CONSIGNE:
Recopiez sans rien changer, dans le texte sur les centromères, tout ce qui va de "Un nématode Caenorhabditis" jusqu'à "revue PLOS Biology.".

___ TEXTE À LIRE ___

Les souvenirs hérités d’un site chromosomique
Deux équipes de l’UNIGE ont découvert que la localisation d’un site spécifique des chromosomes est transmise entre deux générations, même si la partie de la protéine qui définit initialement ce site est absente dans la descendance.
Un nématode Caenorhabditis elegans entouré de descendants à différents stades (oeufs et larves). © UNIGE
L’hérédité est généralement transmise par les gènes, mais il existe des exceptions à cette règle. Deux équipes de l’Université de Genève (UNIGE) se sont intéressées à l’emplacement des centromères – des sites spécifiques au niveau des chromosomes, essentiels à la division cellulaire. Elles ont découvert que chez le petit ver Caenorhabiditis elegans, la transmission de l’emplacement correct de ces sites chez les descendants n’est pas médiée par les gènes, mais par un mécanisme de mémoire épigénétique. Ces travaux sont à lire dans la revue PLOS Biology.
Les organismes vivants, de l’homme jusqu’au ver microscopique, héritent des traits physiques et parfois comportementaux de leurs parents. Cette transmission de caractères biologiques passe en général par les molécules d’ADN qui sont répliquées à chaque division cellulaire et qui contiennent les gènes. Des caractéristiques peuvent cependant être transmises d’une génération à l’autre sans l’intermédiaire des gènes: il s’agit des phénomènes épigénétiques.
Un organisme transparent pour observer la ségrégation des chromosomes
En s’intéressant à la séparation physique des chromosomes dans les deux cellules filles pendant la division cellulaire, des scientifiques de l’UNIGE ont pu identifier un de ces processus épigénétiques. L’équipe de Florian Steiner, professeur au Département de biologie moléculaire de la Faculté des sciences de l’UNIGE et dernier auteur de ces travaux, étudie les centromères chez le nématode Caenorhabditis elegans. Ces structures particulières au niveau des chromosomes servent de points d’ancrage à la machinerie responsable de la distribution correcte des chromosomes entre les cellules filles : un défaut dans cette répartition et les cellules filles meurent ou deviennent cancéreuses. «Étudier ces processus est grandement facilité chez C. elegans, puisque ce petit ver est transparent et permet d’observer en direct les divisions cellulaires et le destin des chromosomes d’une génération à l’autre», s’enthousiasme Reinier Prosée, chercheur au Département de biologie moléculaire de la Faculté des sciences de l’UNIGE et premier auteur de l’étude.

___ MATÉRIEL FOURNI ___

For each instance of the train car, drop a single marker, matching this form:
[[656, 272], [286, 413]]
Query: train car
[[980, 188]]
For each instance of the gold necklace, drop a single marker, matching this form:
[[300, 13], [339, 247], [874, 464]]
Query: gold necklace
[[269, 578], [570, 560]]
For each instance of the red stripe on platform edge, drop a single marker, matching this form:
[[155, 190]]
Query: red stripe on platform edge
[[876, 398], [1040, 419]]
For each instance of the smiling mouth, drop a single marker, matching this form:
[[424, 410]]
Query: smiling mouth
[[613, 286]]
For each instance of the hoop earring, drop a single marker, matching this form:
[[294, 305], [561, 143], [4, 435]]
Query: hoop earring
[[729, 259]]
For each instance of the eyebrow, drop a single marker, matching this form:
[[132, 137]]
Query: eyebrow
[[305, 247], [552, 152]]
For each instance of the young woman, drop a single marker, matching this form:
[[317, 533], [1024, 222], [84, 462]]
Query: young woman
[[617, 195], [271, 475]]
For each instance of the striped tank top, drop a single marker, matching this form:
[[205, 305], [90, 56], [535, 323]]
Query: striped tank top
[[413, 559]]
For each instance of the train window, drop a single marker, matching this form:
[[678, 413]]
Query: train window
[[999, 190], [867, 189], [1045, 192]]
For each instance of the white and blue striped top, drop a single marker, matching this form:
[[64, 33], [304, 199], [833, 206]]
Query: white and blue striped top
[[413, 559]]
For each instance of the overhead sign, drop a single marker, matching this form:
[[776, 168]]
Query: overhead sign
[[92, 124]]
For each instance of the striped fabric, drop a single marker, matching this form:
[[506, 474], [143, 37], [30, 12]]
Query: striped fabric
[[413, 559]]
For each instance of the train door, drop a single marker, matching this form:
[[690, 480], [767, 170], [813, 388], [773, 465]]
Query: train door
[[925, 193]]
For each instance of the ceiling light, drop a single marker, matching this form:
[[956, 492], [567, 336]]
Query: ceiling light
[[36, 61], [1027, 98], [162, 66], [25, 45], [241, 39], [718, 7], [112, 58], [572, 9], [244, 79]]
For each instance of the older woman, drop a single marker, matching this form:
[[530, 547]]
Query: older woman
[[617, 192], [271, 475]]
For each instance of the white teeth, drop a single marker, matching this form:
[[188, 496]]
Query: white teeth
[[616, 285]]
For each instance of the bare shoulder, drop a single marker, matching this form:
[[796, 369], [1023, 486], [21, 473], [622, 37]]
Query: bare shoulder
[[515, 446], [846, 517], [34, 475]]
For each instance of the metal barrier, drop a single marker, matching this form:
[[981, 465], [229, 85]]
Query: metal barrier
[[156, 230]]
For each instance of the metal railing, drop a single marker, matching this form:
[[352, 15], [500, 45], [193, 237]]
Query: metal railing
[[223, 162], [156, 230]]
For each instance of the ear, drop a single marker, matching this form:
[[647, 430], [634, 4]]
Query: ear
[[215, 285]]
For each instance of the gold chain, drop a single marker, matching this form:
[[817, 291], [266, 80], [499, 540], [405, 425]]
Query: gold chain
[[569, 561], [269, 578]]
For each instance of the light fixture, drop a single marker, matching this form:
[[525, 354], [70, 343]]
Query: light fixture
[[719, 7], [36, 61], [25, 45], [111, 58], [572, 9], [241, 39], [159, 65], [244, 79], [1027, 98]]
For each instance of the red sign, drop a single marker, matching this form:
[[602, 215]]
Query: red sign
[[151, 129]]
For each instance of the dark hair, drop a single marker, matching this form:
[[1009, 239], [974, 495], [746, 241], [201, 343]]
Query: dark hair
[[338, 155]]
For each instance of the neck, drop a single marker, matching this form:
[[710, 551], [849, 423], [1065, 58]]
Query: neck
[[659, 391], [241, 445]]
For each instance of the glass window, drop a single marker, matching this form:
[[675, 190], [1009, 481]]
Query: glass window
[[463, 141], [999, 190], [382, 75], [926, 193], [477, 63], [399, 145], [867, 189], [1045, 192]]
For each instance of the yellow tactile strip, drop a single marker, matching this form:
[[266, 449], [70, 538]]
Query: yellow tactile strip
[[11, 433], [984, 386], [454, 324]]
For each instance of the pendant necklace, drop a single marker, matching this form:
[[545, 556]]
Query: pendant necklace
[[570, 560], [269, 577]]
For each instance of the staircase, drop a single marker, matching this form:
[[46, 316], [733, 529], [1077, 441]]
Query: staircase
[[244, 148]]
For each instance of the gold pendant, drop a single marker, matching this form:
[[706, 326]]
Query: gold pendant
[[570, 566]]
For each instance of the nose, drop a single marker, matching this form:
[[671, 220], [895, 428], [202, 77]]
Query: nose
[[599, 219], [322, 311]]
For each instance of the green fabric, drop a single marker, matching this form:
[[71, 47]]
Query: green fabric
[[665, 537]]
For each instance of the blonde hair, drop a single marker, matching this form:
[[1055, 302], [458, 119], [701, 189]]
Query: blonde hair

___

RÉSULTAT ATTENDU:
Un nématode Caenorhabditis elegans entouré de descendants à différents stades (oeufs et larves). © UNIGE
L’hérédité est généralement transmise par les gènes, mais il existe des exceptions à cette règle. Deux équipes de l’Université de Genève (UNIGE) se sont intéressées à l’emplacement des centromères – des sites spécifiques au niveau des chromosomes, essentiels à la division cellulaire. Elles ont découvert que chez le petit ver Caenorhabiditis elegans, la transmission de l’emplacement correct de ces sites chez les descendants n’est pas médiée par les gènes, mais par un mécanisme de mémoire épigénétique. Ces travaux sont à lire dans la revue PLOS Biology.